Challenge A :: From the records below, return every line that contains the string "dark".

Document text ::
***
A capacitor is not a battery. A battery maintains a roughly constant emf from chemistry; a capacitor's voltage rises or falls as charge moves on or off its plates.
The Main Idea
A capacitor in a circuit acts like a charge reservoir. While charging, current flows from the battery and piles charge onto the plates; while discharging, the plates push current back through the resistor until they're empty. In both cases, the current at any instant is set by how much voltage the capacitor still has left to gain or lose, which is why both processes are exponential.
***
Dataset rows ::
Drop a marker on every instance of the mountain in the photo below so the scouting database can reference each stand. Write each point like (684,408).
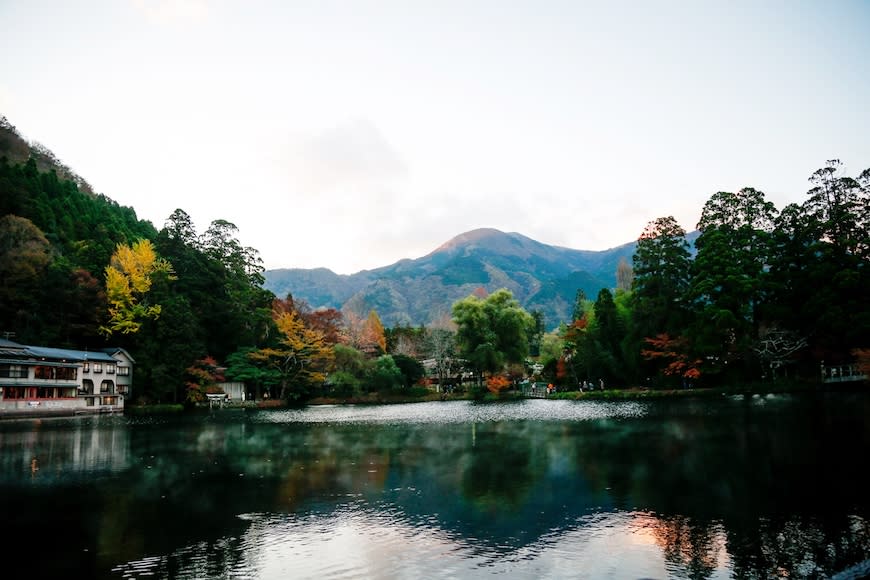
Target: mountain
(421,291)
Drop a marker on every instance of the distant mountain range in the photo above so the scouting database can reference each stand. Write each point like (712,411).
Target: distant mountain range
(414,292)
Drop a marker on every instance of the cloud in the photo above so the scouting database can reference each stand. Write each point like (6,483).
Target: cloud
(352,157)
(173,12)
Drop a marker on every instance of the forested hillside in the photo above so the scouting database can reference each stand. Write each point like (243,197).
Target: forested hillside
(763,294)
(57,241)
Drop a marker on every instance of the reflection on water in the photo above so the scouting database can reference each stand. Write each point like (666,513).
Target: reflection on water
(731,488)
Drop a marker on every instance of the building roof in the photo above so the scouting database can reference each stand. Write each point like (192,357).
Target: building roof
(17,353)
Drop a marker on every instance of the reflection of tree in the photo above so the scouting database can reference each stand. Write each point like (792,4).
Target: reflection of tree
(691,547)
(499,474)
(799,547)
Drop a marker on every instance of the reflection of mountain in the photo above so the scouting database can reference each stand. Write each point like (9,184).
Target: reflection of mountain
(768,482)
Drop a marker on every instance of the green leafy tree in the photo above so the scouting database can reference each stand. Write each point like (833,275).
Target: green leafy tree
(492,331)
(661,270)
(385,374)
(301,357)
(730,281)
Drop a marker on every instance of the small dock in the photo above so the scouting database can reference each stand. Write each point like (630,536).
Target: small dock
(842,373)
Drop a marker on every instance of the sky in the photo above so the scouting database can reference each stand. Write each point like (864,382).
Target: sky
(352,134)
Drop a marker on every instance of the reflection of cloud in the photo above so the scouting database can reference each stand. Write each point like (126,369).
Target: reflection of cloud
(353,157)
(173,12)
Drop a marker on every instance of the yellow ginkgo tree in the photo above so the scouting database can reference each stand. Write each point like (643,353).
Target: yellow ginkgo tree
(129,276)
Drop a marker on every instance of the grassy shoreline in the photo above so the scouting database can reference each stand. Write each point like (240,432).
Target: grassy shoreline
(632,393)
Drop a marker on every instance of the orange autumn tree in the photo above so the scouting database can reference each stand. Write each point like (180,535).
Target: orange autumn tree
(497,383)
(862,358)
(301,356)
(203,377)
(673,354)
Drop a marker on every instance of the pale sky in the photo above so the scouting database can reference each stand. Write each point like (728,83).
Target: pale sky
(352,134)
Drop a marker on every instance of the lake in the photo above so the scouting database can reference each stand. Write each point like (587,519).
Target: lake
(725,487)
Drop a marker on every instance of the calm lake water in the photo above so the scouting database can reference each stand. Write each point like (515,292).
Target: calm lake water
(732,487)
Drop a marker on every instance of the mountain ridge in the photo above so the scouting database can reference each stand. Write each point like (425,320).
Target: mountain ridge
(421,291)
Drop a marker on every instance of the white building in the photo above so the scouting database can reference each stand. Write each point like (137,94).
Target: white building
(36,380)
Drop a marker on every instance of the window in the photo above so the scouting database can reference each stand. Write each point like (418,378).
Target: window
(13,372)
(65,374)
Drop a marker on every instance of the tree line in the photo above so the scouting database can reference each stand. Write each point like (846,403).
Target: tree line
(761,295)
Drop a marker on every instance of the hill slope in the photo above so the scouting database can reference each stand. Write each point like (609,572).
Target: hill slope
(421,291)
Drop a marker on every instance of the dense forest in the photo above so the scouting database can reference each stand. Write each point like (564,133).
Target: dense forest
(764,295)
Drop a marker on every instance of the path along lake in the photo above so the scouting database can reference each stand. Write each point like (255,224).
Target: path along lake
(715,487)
***
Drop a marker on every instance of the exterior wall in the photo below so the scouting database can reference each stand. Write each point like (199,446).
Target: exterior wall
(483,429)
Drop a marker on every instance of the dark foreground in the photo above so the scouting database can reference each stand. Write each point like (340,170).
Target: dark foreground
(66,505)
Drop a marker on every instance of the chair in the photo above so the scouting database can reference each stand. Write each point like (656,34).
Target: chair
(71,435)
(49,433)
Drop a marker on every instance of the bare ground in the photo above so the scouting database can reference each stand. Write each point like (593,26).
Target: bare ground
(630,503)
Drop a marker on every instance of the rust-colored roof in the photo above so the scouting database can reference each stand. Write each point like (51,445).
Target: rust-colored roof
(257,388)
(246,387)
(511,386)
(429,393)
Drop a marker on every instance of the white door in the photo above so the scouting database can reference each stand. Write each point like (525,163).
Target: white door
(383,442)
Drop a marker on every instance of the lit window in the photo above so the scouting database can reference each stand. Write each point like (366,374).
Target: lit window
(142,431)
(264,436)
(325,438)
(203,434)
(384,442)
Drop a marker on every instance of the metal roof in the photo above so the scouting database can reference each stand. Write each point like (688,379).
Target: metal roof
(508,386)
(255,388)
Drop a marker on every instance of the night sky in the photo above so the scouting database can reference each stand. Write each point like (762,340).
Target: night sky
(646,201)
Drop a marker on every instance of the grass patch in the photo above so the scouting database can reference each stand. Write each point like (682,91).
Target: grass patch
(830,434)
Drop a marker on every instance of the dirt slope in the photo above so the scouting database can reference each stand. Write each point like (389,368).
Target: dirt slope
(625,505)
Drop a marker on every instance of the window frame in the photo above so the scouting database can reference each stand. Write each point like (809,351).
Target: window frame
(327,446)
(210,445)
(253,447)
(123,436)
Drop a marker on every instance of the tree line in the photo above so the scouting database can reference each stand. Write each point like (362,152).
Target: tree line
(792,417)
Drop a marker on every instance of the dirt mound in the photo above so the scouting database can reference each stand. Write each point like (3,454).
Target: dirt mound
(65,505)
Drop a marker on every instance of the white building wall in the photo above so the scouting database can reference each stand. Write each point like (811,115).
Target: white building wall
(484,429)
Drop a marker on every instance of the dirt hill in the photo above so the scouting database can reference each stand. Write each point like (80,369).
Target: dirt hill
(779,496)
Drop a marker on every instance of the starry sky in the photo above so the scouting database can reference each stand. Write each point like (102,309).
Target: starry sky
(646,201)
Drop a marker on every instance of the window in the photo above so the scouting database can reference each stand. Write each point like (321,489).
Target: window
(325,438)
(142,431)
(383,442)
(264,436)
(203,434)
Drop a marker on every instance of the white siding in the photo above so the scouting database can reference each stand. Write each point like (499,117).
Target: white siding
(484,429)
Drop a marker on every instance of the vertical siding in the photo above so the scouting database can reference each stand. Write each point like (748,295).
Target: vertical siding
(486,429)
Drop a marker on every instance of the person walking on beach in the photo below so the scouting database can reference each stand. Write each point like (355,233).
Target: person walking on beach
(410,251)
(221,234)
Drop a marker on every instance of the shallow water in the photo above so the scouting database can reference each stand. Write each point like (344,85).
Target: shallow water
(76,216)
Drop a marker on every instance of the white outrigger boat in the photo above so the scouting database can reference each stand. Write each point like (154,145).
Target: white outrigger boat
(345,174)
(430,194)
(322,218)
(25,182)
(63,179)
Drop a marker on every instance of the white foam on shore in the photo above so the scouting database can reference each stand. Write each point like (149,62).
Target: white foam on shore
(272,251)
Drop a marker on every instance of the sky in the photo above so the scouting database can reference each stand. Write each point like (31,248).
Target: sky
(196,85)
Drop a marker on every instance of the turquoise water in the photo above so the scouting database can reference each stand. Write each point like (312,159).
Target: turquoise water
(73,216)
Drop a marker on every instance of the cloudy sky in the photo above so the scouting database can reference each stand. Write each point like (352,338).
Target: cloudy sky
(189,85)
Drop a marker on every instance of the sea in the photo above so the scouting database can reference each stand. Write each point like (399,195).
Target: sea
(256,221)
***
Challenge B :: Write the next part of the capacitor explanation above, picking up right after its last sentence.

Answer A ::
Drop a marker on every instance of the dark foreground in the photo above so the scouting database can reference each stand. Write each point like (340,170).
Target: dark foreground

Answer B ::
Charging
Connect an uncharged capacitor in series with a battery (emf [math]\displaystyle{ \mathcal{E} }[/math]) and a resistor. Initially there is no charge on the plates, so the full battery voltage drops across the resistor and the current is at its maximum, [math]\displaystyle{ I_0 = \mathcal{E}/R }[/math]. As charge builds up on the plates, it creates a back-voltage [math]\displaystyle{ V_C = Q/C }[/math] that opposes the battery. The net driving voltage [math]\displaystyle{ \mathcal{E} - Q/C }[/math] shrinks, and so does the current. Charging stops when [math]\displaystyle{ V_C = \mathcal{E} }[/math] and [math]\displaystyle{ Q = C\mathcal{E} }[/math].
In the bulb-and-capacitor demo, the bulb is brightest at [math]\displaystyle{ t = 0 }[/math] and dims to dark as [math]\displaystyle{ Q \to C\mathcal{E} }[/math].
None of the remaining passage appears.